§ EXERCISE TASK: Emit only the lines from the line containing "Would you kindly mark the black beanie" through the last line of the entries, unchanged.

§ EXTRACTED ENTRIES:
....

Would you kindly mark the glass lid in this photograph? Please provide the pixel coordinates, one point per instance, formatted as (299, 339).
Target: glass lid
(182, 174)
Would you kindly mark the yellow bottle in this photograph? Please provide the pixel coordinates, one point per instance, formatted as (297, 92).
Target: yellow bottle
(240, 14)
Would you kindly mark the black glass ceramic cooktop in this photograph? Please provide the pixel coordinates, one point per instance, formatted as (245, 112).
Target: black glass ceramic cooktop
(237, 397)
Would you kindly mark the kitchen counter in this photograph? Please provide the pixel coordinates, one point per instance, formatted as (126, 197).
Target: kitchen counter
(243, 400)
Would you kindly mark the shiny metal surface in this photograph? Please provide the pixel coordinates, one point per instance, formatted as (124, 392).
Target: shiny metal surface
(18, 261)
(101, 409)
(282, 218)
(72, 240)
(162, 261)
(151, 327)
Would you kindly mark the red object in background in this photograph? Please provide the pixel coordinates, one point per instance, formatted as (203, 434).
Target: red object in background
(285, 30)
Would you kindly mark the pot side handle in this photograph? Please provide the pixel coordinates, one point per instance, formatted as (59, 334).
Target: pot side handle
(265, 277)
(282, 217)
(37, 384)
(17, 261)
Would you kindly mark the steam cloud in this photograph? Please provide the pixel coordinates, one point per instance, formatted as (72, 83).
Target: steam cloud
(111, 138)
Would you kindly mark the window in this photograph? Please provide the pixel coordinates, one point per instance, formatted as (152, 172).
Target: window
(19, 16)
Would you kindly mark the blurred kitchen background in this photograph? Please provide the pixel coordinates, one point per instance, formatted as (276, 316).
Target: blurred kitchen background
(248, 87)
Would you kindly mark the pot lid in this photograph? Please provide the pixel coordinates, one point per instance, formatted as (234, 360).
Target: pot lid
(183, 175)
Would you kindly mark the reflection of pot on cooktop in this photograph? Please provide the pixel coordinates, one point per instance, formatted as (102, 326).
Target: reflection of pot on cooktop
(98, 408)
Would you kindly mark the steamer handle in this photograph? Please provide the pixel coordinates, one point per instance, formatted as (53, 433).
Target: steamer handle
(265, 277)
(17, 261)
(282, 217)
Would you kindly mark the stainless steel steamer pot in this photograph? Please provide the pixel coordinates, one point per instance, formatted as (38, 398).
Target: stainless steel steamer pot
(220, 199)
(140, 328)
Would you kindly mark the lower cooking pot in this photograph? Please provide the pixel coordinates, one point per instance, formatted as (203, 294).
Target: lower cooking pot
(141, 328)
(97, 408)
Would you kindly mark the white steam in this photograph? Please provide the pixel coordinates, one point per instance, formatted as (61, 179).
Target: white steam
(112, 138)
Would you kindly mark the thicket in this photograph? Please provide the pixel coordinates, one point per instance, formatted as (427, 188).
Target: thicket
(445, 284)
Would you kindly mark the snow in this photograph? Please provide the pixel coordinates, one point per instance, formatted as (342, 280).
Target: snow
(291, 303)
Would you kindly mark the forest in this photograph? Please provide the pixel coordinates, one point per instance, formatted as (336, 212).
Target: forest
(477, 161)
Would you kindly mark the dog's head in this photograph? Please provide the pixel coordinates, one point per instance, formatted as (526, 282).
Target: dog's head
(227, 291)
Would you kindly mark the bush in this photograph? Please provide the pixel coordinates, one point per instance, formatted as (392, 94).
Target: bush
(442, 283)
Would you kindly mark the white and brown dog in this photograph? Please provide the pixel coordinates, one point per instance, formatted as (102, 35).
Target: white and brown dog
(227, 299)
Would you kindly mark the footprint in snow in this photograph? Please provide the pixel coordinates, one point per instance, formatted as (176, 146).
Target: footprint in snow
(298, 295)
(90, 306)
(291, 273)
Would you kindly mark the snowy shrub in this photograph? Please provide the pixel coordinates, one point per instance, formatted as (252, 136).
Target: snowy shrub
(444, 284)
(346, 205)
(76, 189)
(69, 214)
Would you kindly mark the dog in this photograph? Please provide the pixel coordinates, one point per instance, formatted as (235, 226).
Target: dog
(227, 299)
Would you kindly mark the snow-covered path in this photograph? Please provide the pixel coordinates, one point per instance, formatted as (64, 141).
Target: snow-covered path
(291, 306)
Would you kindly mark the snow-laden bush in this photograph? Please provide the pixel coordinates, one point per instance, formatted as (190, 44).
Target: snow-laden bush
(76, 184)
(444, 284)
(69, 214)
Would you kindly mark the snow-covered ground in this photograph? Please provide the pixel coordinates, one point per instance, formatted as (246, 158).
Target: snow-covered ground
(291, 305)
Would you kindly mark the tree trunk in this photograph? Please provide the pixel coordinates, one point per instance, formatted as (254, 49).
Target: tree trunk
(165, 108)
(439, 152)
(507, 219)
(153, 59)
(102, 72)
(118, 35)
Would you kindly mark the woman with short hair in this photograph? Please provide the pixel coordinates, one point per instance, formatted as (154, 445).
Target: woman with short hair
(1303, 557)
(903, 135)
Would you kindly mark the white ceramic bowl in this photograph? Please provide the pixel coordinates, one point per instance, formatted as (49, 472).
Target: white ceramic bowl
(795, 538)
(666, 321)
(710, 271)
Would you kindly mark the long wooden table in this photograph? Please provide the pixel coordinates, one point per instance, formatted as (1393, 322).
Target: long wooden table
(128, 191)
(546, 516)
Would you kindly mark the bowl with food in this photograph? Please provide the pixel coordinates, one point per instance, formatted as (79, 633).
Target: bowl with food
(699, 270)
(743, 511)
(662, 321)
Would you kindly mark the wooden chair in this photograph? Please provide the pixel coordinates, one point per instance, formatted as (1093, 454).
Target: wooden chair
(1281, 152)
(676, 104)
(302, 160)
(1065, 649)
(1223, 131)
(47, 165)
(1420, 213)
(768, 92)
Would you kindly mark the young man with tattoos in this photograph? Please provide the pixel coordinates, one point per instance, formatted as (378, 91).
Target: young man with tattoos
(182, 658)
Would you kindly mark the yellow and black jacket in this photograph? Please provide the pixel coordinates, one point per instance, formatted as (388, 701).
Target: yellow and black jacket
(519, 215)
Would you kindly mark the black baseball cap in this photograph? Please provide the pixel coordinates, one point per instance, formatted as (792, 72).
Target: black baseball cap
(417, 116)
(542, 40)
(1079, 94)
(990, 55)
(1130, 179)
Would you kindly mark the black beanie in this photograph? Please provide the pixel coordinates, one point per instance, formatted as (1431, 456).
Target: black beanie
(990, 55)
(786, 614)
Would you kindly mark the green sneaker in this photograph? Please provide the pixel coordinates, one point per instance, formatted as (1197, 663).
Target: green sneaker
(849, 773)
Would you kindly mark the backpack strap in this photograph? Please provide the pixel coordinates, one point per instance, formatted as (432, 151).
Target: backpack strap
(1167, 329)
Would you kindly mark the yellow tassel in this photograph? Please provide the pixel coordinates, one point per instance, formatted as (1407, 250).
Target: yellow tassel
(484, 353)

....

§ SOLUTION TO THE EXERCISE:
Would you kindly mark the black beanie in this photograph? Please provide the pixel coordinates, one point per instance, formatted as (1431, 456).
Target: black beanie
(990, 55)
(786, 614)
Would you kindly mark the green sneaker in this photograph? Please provide the pixel coordinates, one point per instance, formatted as (1197, 663).
Target: green sneaker
(849, 773)
Would you kindly mark the backpack strap in this photograph? Please provide the pixel coordinates, one point per instance, formatted as (432, 151).
Target: backpack strap
(1167, 329)
Would you kindly mark the yellow tassel in this photograph? Please provide the pixel coordinates, one point per instance, formatted as (1407, 250).
Target: yellow tassel
(484, 353)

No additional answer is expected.